-------- SOURCE EXCERPT --------

Mr Ward - How many appeals have been made against decisions of the manpower authorities?


Mr HOLT - My information is that the appropriate machinery for hearing appeals has not yet been set up.


Mr Ward - That is not true. The facilities have been provided, but there have been no appeals.


Mr HOLT - At the time when my information reached me, no Local Appeal Board had been set up in New South Wales. The Opposition suggests that, instead of the present arrangement, the employer shall retain his normal right of dismissal, but that the employee, if he considers that the dismissal was not justified, shall have the right of immediate appeal to the Director-General, who will then investigate the matter and give a decision,


Mr Ward - That is the position now. The honorable member is merely seeking to substitute the power of dismissal for that of suspension.


Mr HOLT - In practice, it would work out very differently. Under the system which we suggest, the employee, if he were satisfied that he had been dismissed on reasonable grounds, or if for any reason he did not wish to go back to the job, would immediately begin to look around for another position. He cannot do that under the present regulations ; he must wait about in idleness until the decision is given.


Mr Ward - -Such matters are dealt with promptly.

-------- RECORDS PROVIDED --------

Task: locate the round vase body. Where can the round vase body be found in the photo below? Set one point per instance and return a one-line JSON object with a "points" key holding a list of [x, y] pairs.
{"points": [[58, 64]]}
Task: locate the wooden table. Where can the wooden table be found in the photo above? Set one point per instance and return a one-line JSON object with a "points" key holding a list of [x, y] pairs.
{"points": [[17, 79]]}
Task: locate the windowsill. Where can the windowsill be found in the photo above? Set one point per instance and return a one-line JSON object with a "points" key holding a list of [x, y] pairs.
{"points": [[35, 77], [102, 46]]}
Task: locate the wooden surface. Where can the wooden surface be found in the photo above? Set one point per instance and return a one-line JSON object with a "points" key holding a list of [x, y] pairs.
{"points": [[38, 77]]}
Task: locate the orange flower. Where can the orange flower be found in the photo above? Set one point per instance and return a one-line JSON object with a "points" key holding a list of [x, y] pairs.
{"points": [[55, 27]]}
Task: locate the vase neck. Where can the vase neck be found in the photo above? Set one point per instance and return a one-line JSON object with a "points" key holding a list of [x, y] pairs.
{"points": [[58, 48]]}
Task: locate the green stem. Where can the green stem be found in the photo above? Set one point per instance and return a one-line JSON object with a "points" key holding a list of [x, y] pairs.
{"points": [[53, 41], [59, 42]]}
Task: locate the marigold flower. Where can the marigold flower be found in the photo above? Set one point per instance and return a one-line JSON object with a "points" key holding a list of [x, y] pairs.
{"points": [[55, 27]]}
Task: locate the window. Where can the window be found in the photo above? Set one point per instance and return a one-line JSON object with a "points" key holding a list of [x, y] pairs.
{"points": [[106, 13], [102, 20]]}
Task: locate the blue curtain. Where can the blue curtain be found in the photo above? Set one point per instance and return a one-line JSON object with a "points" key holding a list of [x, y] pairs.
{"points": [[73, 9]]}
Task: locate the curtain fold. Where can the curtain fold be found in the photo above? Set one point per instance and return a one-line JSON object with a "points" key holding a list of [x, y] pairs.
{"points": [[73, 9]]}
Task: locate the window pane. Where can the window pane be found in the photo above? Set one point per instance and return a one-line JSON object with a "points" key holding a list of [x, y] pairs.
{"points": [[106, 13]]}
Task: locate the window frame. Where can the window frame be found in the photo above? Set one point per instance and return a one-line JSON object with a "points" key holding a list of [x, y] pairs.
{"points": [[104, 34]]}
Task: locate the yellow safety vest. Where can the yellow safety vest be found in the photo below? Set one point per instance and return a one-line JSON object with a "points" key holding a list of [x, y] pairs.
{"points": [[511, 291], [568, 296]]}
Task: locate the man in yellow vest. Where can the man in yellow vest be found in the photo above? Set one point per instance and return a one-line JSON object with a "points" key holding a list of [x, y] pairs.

--------

PROBLEM -> In the debate excerpt, who would hear an employee's immediate appeal against dismissal under the Opposition's suggestion? The items are separate material and have no connection to the debate excerpt.

SOLUTION TO THE PROBLEM -> The Director-General